Daftar Tugas:
1) Sebutkan nama kuasa hukum yang membacakan pledoi terdakwa menurut berita tentang vonis pelajar.
2) Terjemahkan kalimat "Hakim Sifa bahkan tak bergeming dengan pledoi (pembelaan) yang dibacakan terdakwa juga pada sidang kali ini." dari berita tentang vonis pelajar ke dalam bahasa Inggris.
3) Tuliskan kelanjutan berita tentang vonis pelajar, dimulai setelah kalimat terakhirnya.

Teks Sumber:
----------

Pelajar Ini Dihukum 6 Bulan Penjara, Hanya Karena Menabrak Trotoar

  • Whatsapp

SURABAYA – beritalima.com, Yosafat Karel Sitania Pedi, pelajar sekaligus. terdakwa kasus kecelakaan lalu lintas ini dikhwatirkan bakal tidak mempercayai penegakan hukum di Indonesia. Bagaimana tidak, terdakwa ini terpaksa harus menjalani hukuman penjara selama 6 bulan hanya lantaran menabrak trotoar.

Vonis 6 bulan penjara dibacakan oleh ketua majelis hakim Sifa’urosidin pada persidangan yang digelar dua Pengadilan Negeri (PN) Surabaya, “Menyatakan terdakwa Yosafat Karel Sitania Pedi terbukti bersalah menyebabkan kecelakaan lalu lintas tunggal yang mengakibatkan dua saksi mengalami luka-luka,” ujar hakim Sifa saat membacakan amar putusannya. Senin (9/4/2018).

Hakim Sifa bahkan tak bergeming dengan pledoi (pembelaan) yang dibacakan terdakwa juga pada sidang kali ini. Melalui pledoinya yang dibacakan oleh kuasa hukumnya yaitu Irma Rahmawati dijelaskan bahwa kecelakaan ini terjadi bukan hanya disebabkan oleh kelalaian terdakwa.

Atas pertimbangan itulah, terdakwa dianggap menabrak pasal 310 ayat 2 UU RI Nomor 22 Tahun 2009 tentang Lalu Lintas dan Angkutan Jalan. “Menjatuhkan hukuman pidana penjara kepada terdakwa selama 6 bulan,” kata hakim Sifa.

----------

(Entri dari sebuah dataset)
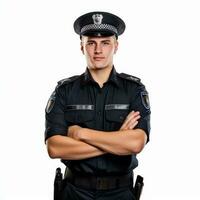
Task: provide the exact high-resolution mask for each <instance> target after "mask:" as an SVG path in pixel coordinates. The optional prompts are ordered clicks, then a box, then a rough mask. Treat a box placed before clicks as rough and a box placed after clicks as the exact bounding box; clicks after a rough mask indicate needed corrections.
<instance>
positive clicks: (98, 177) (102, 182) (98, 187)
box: [96, 177, 109, 190]
mask: <svg viewBox="0 0 200 200" xmlns="http://www.w3.org/2000/svg"><path fill="white" fill-rule="evenodd" d="M96 189H97V190H106V189H109V182H108V179H106V178H100V177H97V182H96Z"/></svg>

----------

Hasil:
1) Irma Rahmawati.

2) Judge Sifa was not even moved by the plea (defense) that the defendant also read at this hearing.

3)
Vonis yang dijatuhkan hakim Sifa ini lebih ringan 4 bulan dari tuntutan Jaksa Penuntut Umum (JPU) Suparlan Hadiyanto. Pada sidang sebelumnya, jaksa dari Kejaksaan Negeri (Kejari) Surabaya ini menuntut terdakwa dengan hukuman 10 bulan penjara.

Usai sidang, Irma Rahmawati, kuasa hukum terdakwa mengaku kecewa dengan vonis 6 bulan penjara yang dijatuhkan hakim Sifa kepada terdawa. “Saya sangat kecewa, unsur menyebabkan kelalaian itu tidak hanya disebabkan oleh terdakwa. Seharusnya dua saksi juga turut dijadikan terdakwa, karena kedua saksi juga lalai akibat juga dalam kondisi mabuk,” tegasnya.

Irma juga mengutip isi dari pledoi yang diajukan terdakwa terkait adanya fakta bahwa terdakwa tidak memiliki inisiatif untuk membonceng kedua korban. “Dua korban juga dalam kondisi mabuk, kemudian terdakwa membonceng karena ditunjuk oleh kedua korban,” ungkapnya.

Kekecewaan Irma tak berhenti disitu, dirinya juga mengeluhkan sikap JPU Suparlan yang tidak pernah menghadirkan saksi korban yaitu Septian Pranata. “Saksi korban Septian tidak pernah dihadirkan jaksa. Kami sangat menyayangkan hal itu, mengapa jaksa tidak dihadirkannya?” pungkasnya.

Sementara itu saat persidangan berlangsung, salah satu pengunjung sidang yang menyaksikan persidangan sempat ngomel dengan nada lirih. “Kudune kasus ngene mari nang polisi. Kan gak kudu digowo nang sidang. Sakno arek’e (Seharusnya kasus seperti ini selesai di kepolisian. Kan tidak harus selalu dibawa ke sidang. Kasihan anaknya/terdakwa),” kata salah satu pengnjung sidang dengan logat Surabaya.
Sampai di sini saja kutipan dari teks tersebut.